# [Goal]
Please reproduce every one of the items below word for word, keeping them in their original order.

# [Input]
────────

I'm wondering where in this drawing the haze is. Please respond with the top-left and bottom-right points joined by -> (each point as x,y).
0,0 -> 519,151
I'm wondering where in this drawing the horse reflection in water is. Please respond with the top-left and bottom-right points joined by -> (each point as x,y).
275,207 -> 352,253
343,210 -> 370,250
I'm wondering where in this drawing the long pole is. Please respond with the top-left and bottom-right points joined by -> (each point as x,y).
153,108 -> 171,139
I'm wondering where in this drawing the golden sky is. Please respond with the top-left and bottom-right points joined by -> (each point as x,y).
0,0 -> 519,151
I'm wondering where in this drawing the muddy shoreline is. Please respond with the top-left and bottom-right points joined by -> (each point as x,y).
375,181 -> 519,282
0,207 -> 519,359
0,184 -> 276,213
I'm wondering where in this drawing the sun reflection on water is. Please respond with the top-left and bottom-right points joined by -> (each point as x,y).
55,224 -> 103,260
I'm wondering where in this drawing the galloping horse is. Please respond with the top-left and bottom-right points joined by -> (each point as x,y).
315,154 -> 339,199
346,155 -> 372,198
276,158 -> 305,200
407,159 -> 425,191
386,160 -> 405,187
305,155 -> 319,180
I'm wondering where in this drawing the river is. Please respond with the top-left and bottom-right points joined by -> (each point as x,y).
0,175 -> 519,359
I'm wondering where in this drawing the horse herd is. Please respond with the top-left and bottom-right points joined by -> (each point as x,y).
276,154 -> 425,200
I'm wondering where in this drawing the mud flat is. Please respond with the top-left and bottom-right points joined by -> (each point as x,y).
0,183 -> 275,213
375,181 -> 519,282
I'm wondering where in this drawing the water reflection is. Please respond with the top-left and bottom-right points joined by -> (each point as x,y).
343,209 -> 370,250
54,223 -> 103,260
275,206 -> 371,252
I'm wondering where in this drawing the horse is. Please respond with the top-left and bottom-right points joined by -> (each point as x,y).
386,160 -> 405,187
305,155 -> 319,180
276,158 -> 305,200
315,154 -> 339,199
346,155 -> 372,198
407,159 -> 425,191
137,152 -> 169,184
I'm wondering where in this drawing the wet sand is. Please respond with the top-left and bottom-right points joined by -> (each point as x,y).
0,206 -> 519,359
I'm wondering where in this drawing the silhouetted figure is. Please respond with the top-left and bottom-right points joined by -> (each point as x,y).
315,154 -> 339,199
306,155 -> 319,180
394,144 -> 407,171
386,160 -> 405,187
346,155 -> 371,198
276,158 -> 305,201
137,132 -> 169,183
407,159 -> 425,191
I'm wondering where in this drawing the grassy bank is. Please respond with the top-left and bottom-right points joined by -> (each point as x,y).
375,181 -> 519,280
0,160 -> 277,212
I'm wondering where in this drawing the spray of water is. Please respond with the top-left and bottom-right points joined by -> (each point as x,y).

────────

# [Correct answer]
I'm wondering where in this drawing the haze is. Please respond with the top-left and bottom-right points joined by -> (each point as x,y).
0,0 -> 519,151
I'm wondering where in this drawing the horse reflection in water is. Please respond with the top-left and bottom-right points joined by -> (each point as x,y).
275,207 -> 352,253
343,210 -> 370,250
I'm wondering where in this drawing the long pole is. Please respond with the top-left and bottom-right points joined by -> (each point as x,y).
153,108 -> 171,139
I'm wondering where in this drawing the golden sky is. Please respond with the top-left and bottom-right points joined by -> (each point as x,y).
0,0 -> 519,151
I'm wondering where in this drawing the muddy shoreline is. Please respond with the top-left and bottom-right points joined by -> (each point as x,y).
375,181 -> 519,282
0,207 -> 519,359
0,184 -> 276,213
I'm wondering where in this drawing the sun reflection on water is. Please respond with the top-left and bottom-right points joined by -> (each point as x,y).
55,224 -> 103,260
I'm wondering where in this drawing the galloping horse is. Please respond with the top-left and bottom-right points joined by -> (each point as x,y).
315,154 -> 339,199
346,155 -> 372,198
276,158 -> 305,200
407,159 -> 425,191
386,160 -> 405,187
305,155 -> 319,180
I'm wondering where in this drawing the river is. Please respond with the top-left and bottom-right points joined by -> (each point as x,y).
0,175 -> 519,359
I'm wondering where in this drawing the horse herd is. Please respond with the top-left and bottom-right points joined by -> (each point as x,y).
276,154 -> 425,200
I'm wondering where in this drawing the mud flat is. Please respond with the top-left and bottom-right points joined by -> (each point as x,y).
0,183 -> 275,213
375,181 -> 519,282
I'm wondering where in this drawing the water reflection is. Please respond with the top-left and bottom-right points joined by -> (each point as x,y).
343,209 -> 370,250
54,223 -> 103,260
275,206 -> 371,252
I'm wondering where in this drawing the horse is. Please respond with the top-left and bottom-right points joined by -> (each point as x,y).
386,160 -> 405,187
305,155 -> 319,180
276,158 -> 305,200
315,154 -> 339,199
346,155 -> 372,198
407,159 -> 425,191
137,152 -> 169,184
I'm wondering where in this drawing the wet sand is. Please respond with the top-left and bottom-right points joined by -> (each point as x,y).
0,206 -> 519,359
I'm wondering where in this drawing the silhouetted figure is. Please respond with the top-left and bottom-right points joined by -> (each point as x,y).
315,154 -> 339,199
306,155 -> 319,180
394,144 -> 407,171
386,160 -> 405,187
346,155 -> 371,198
276,158 -> 305,201
137,132 -> 169,183
407,159 -> 425,191
I'm wondering where in this drawing the grassy bank is. Please respond with the top-left and bottom-right points joined by -> (each point as x,y).
375,181 -> 519,280
0,160 -> 277,212
I'm wondering where in this drawing the spray of water is. Please respond with the top-left and bottom-right points joined by -> (each point as x,y).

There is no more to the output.